• [Work required] Your task is to copy the lines of the data below from the line holding "For the blue" through the line holding "For the clergy", inclusive, exactly and with nothing added.

Start of Given entries

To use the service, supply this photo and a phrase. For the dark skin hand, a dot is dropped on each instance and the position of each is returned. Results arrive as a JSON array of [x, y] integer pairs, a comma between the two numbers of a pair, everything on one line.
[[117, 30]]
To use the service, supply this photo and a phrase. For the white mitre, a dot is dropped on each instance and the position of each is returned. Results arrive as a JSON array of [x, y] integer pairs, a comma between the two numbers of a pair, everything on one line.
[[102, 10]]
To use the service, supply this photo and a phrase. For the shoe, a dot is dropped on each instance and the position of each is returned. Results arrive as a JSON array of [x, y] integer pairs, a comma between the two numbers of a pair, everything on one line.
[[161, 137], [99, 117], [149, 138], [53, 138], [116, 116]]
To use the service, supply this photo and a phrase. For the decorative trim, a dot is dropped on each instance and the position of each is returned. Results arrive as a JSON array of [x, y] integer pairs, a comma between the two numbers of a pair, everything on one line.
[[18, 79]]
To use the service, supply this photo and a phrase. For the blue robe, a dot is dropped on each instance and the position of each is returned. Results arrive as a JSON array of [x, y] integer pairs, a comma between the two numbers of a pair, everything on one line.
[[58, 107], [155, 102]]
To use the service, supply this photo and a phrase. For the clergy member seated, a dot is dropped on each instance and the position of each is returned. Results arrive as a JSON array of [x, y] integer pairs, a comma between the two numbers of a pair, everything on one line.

End of Given entries
Start of Given entries

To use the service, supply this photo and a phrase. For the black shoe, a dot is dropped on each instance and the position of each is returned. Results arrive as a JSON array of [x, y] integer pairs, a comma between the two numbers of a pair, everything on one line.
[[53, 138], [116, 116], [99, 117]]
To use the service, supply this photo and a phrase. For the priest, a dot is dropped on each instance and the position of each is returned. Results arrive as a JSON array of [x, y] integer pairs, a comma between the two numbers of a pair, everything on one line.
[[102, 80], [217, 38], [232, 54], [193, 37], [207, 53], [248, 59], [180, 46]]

End of Given entries

• [Task solution]
To use the service, supply this photo and a phrase. For the blue robe, a dot is dropped on each instance and the position of each is returned. Results arrive as a JSON array of [x, y] integer pairs, a comma between the two numbers of a pair, everything on one line.
[[58, 107], [155, 102]]
To use the service, supply this photo and a phrase. For the clergy member seated, a dot is dropped on each instance and the position of each is returned. Results arrive as a JSON array of [x, y] integer pairs, a comma between the two numbers of a pair, everything on one line.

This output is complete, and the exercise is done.